(Teks Halaman)
# # #

Bersatu Mengindahkan Inpres Terkait Kurva Covid-19

foto ilustrasi

Potret penyebaran Covid-19 di tanah air, kian hari kian memprihatinkan. Pasalnya, penularan virus corona masih terjadi di tengah – tengah masyarakat, Padahal pandemi Covid-19 sudah berjalan lebih dari lima bulan. Terhitung sejak diumumkannya pasien pertama pada 2 Maret 2020. Berdasarkan data dari Satuan Tugas Penanganan Covid-19 melalui situs Covid-19 yang diperbarui pada Senin (10/8/2020), total ada 127.083. Jumlah tersebut, dikarenakan ada penambahan 1.687 kasus baru Covid-19 dalam 24 jam terakhir. Wajar adanya, jika realitas tersebut mengundang perhatian publik.

# # #

(Isi Data)
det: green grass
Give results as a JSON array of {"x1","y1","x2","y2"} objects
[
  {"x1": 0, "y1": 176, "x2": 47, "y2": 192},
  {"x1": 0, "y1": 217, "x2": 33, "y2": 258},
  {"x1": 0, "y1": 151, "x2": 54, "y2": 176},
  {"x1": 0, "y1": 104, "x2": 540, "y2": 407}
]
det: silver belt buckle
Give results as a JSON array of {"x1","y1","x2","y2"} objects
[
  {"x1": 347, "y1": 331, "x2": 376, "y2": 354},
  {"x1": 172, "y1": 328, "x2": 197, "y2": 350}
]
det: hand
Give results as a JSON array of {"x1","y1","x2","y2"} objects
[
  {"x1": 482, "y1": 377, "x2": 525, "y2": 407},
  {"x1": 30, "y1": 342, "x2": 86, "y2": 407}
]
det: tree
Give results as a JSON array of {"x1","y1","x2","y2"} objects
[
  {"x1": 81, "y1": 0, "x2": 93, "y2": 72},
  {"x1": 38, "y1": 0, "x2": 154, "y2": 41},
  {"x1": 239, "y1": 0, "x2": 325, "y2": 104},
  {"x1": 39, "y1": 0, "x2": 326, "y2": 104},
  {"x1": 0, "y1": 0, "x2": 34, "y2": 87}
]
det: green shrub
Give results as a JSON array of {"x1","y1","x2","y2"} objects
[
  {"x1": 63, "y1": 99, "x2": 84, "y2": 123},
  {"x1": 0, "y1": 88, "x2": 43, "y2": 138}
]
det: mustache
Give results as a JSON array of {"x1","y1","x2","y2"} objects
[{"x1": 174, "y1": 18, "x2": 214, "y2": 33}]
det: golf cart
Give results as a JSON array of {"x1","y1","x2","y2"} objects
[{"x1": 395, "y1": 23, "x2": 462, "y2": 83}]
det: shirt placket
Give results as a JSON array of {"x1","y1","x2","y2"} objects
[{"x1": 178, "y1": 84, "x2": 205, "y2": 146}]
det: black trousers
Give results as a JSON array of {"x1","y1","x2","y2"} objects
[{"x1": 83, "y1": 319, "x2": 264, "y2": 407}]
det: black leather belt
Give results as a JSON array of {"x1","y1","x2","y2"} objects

# # #

(Yang Dikerjakan)
1. Menurut teks tentang penyebaran Covid-19 di tanah air, kapan pasien pertama Covid-19 diumumkan?
2. Tuliskan lanjutan teks tentang penyebaran Covid-19 di tanah air, dimulai setelah kalimat terakhirnya.

(Hasil Latihan)
1. Pasien pertama diumumkan pada 2 Maret 2020.

2.
Bisa dimungkinkan penambahan kasus yang ada sampai saat ini dipicu oleh sikap pengabaian protokol kesehatan seperti memakai masker, menjaga jarak, dan mencuci tangan saat di ruang publik. Oleh sebab itu, sudah saatnya penegakan displin disertai sanksi benar-benar diterapkan di lapangan. Tepatnya, melalui penegakkan Instruksi Presiden (Inpres) Nomor 6 Tahun 2020, tentang Peningkatan Disiplin dan Penegakan Hukum Protokol Kesehatan dalam Pencegahan dan Pengendalian Covid-19.

Melalui Inpres itu pula disebutkan bahwa sanksi bagi pelanggar protokol kesehatan diatur di dalam peraturan kepala daerah baik peraturan gubernur (pergub), peraturan bupati (perbup) maupun peraturan walikota (perwali). Hal tersebut, tertuang sebagaimana perintah di dalam instruksi presiden bahwa kepala daerah harus membuat peraturan yang salah satunya memuat sanksi terhadap pelanggaran penerapan protokol kesehatan dalam pencegahan dan pengendalian covid-19 yang dilakukan oleh perorangan, pelaku usaha, pengelola, penyelenggara, atau penanggung jawab tempat dan fasilitas umum.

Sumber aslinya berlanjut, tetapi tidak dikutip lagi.